*** Entries provided ***

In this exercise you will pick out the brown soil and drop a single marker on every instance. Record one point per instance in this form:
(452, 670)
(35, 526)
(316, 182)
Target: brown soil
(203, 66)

***

(Exercise description): The records above, in their entirety, need to be set down again exactly.

(Exercise solution):
In this exercise you will pick out the brown soil and drop a single marker on every instance. Record one point per instance in this form:
(452, 670)
(35, 526)
(316, 182)
Target: brown soil
(203, 66)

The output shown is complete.